## [Task brief]
In the text on the nutrients of different-colored vegetables, what nutrient are red vegetables such as tomatoes and watermelon high in?

## [Text provided]
=== Begin Enclosure ===

A Rainbow of Nutrients
Lewis Ginter Botanidal Garden is usually a pretty colorful place, but in the Community Kitchen Garden those colors equate to a wide variety of nutrients!
Red vegetables like tomatoes and watermelon are high in lycopene, which helps the body fight off free radicals.
Orange fruits and veggies like carrots, sweet potatoes, and winter squash are rich in beta carotene. This compounds aids in protecting the skin and repairing damaged DNA.
Yellow vegetables including corn are packed with carotenoids lutein and zeaxanthin, which studies have linked to a reduced risk of cataracts and muscular degeneration.
The list of green vegetables could go on for days. Some green heavy weights include broccoli, kale, and Brussels sprouts. All contain chemicals like sulforaphane, isocyanate, and indoles which inhibit free radical activity.
Blue and purple fruits and veggies such as blueberries, beets (don’t forget the yummy beet stems), and red cabbage contain antioxidants that are thought to slow cellular aging and help prevent blood clots.
Even white vegetables like onions and cauliflower are full of good stuff. Plus, the fresher the veggies, the more nutrients they have. Best of all, these veggies are going to the people who need them most — Meals on Wheels recipients and children who eat in FeedMore’s Kids Cafe.
So stay healthy and eat a rainbow every day!
Brody, J. E. (2015, June). PERSONAL HEALTH; The Color of Nutrition: Fruits and Vegetables. The New York Times.

=== End Enclosure ===

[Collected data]
=== Begin Enclosure ===

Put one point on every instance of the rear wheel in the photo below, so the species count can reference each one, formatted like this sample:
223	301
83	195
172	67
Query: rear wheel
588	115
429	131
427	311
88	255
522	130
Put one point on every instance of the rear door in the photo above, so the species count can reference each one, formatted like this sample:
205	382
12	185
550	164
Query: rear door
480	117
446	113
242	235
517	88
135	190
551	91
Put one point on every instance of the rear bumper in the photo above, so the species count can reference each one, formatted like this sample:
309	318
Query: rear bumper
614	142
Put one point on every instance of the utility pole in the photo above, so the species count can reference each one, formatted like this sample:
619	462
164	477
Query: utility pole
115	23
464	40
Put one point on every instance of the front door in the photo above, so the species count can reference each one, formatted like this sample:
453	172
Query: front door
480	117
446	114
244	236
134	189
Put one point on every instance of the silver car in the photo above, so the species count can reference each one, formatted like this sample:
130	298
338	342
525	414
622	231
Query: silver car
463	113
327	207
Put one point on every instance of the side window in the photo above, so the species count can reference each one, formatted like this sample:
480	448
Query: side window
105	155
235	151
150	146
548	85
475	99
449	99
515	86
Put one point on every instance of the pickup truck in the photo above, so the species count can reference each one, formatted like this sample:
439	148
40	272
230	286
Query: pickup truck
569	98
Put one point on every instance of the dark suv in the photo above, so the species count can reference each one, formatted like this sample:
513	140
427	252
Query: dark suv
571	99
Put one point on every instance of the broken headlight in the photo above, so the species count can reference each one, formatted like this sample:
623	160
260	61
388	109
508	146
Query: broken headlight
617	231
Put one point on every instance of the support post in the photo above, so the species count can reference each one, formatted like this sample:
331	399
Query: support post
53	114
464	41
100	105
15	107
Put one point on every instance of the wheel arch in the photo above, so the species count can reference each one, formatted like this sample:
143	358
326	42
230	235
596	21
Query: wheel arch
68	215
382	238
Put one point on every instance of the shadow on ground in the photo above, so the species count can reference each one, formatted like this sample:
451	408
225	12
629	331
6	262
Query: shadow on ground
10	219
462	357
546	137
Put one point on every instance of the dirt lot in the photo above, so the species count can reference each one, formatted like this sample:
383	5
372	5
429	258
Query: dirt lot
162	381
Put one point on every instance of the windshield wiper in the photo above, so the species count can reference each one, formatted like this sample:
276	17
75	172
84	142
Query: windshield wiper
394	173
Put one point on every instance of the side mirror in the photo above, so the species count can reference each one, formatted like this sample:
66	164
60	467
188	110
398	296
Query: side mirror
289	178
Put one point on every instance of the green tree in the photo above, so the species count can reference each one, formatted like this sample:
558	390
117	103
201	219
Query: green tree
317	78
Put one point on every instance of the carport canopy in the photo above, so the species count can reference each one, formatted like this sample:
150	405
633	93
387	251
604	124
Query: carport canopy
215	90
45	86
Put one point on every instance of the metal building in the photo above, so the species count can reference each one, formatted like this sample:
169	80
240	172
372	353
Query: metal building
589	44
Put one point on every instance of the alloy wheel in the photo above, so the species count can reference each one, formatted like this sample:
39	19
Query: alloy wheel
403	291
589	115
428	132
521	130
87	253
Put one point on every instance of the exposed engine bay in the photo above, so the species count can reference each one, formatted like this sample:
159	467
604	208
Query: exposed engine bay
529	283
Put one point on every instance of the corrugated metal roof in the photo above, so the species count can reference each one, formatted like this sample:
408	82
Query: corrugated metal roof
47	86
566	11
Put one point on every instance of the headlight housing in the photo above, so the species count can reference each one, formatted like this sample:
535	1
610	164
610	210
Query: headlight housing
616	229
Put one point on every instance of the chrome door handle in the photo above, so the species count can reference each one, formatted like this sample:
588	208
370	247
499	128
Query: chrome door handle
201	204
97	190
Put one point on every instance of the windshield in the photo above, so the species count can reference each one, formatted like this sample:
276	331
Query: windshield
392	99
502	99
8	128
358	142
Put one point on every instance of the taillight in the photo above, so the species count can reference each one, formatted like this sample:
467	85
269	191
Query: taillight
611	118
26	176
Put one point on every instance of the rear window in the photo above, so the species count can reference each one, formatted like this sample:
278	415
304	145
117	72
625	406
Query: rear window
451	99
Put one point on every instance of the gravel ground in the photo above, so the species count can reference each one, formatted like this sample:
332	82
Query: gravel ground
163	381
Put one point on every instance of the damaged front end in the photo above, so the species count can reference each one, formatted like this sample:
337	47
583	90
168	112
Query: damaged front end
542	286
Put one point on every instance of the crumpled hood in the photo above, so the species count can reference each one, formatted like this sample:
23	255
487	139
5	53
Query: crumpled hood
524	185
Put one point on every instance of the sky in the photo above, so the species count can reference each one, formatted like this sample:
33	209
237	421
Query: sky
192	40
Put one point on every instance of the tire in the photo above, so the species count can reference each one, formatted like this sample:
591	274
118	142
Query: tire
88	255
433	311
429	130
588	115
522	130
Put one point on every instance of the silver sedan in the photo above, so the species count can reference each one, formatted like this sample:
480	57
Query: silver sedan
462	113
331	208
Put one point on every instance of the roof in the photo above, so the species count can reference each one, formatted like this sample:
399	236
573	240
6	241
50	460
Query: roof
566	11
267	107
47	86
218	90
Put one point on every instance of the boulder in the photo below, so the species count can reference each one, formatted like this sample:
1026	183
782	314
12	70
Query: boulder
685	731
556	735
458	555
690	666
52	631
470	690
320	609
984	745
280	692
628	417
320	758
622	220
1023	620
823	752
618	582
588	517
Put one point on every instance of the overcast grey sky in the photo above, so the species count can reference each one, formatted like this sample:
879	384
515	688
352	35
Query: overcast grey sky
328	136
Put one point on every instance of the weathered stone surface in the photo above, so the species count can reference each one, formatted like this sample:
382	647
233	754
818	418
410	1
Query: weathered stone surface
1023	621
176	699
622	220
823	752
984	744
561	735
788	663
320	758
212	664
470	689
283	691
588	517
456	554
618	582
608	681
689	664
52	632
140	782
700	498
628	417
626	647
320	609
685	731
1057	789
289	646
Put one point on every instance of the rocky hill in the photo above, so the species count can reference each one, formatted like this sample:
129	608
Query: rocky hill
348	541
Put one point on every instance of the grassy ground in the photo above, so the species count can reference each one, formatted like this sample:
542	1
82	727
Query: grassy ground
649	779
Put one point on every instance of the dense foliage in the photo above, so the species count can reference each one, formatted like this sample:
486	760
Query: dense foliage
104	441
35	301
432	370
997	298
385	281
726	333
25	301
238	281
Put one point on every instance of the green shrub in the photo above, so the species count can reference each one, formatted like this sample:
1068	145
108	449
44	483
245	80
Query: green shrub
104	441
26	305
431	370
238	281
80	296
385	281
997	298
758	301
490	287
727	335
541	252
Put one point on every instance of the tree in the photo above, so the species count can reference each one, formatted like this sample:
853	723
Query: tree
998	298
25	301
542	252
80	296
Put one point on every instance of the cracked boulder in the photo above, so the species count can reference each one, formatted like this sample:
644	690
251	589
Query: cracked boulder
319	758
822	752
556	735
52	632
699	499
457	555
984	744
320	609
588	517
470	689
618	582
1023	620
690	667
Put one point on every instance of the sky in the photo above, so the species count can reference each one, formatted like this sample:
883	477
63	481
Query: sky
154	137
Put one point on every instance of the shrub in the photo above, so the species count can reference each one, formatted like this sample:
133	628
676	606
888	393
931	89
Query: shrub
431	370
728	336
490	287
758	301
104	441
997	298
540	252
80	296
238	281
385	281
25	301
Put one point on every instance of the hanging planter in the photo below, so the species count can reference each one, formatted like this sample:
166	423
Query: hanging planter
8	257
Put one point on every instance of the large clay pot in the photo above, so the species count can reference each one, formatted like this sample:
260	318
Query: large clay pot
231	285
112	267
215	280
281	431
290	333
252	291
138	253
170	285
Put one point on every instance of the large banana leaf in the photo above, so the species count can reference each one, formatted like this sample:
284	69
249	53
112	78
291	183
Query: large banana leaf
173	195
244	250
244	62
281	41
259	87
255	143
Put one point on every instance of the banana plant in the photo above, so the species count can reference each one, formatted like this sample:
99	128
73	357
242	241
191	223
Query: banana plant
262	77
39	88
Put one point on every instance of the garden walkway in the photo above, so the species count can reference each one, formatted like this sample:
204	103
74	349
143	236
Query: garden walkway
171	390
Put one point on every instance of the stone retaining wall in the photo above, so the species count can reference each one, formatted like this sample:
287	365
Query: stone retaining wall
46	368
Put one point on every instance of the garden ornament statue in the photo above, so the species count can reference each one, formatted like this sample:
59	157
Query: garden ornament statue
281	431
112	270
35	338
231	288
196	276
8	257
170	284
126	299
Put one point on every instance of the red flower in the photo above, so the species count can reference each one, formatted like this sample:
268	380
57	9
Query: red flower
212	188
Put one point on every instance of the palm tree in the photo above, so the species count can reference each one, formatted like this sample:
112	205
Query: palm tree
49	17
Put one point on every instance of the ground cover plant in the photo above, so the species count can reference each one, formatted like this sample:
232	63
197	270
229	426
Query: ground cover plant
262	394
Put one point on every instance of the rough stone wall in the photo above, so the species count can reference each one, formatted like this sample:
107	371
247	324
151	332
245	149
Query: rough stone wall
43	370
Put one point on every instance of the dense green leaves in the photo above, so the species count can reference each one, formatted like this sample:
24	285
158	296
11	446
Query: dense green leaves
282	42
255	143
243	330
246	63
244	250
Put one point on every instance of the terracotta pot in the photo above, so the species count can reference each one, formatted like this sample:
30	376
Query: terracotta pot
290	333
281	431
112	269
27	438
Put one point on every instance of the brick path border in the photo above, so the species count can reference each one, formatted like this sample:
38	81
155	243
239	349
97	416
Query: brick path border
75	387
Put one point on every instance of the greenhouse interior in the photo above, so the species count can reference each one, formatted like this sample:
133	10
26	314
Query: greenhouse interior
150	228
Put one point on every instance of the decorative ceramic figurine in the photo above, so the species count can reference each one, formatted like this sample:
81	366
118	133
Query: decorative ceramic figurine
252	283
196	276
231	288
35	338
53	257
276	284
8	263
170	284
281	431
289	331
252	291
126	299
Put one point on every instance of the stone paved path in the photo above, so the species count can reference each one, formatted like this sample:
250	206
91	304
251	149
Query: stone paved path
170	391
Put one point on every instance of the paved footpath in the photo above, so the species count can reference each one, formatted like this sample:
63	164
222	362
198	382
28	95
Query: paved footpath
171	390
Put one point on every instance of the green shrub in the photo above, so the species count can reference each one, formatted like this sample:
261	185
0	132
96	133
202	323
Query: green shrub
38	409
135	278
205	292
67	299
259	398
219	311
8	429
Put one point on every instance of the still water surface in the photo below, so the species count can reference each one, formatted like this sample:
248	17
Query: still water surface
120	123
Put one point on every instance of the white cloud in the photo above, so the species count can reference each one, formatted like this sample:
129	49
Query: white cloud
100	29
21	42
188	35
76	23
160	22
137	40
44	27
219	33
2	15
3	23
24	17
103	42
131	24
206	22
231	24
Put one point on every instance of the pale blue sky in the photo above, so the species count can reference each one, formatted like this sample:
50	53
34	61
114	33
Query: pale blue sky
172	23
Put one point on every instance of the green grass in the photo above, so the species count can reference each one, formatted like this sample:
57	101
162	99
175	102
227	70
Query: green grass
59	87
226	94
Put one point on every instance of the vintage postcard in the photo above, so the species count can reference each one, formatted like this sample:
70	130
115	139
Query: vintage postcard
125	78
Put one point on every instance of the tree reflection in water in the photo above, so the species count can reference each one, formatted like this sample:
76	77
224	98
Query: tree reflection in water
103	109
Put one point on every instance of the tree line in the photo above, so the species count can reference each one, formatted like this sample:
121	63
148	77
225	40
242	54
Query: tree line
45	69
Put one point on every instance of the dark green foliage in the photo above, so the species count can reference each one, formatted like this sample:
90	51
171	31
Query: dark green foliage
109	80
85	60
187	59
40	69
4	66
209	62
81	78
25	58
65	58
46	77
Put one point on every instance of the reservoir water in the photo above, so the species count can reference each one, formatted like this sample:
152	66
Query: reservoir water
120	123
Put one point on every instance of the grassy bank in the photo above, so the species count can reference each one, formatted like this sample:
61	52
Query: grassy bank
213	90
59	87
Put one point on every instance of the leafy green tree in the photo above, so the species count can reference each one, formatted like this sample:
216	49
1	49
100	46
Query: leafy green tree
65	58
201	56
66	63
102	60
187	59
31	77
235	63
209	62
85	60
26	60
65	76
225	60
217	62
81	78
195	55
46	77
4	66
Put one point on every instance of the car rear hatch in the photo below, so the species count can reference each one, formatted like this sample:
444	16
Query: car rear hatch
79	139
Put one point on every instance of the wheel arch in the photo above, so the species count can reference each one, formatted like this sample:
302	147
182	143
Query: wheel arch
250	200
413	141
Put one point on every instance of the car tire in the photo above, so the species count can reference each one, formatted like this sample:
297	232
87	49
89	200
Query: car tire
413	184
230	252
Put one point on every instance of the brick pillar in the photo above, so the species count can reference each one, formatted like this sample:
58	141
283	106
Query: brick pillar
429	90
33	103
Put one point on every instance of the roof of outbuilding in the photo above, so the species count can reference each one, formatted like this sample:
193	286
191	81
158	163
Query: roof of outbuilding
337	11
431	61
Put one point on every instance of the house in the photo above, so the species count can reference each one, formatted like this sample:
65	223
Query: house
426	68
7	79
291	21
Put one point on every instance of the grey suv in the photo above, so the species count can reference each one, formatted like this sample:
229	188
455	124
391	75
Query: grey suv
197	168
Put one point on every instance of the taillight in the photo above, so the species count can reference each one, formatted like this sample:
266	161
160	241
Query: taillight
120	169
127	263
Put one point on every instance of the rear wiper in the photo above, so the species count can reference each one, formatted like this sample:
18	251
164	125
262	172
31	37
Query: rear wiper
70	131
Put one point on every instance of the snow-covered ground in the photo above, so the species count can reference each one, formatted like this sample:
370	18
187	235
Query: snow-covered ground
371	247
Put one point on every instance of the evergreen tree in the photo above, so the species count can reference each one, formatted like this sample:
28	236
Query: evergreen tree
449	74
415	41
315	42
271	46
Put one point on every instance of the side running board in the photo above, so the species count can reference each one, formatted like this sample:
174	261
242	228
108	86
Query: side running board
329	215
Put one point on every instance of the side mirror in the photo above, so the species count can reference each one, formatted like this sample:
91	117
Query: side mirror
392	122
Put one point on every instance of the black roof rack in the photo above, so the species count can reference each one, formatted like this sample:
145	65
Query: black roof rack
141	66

=== End Enclosure ===

## [Result of this task]
Lycopene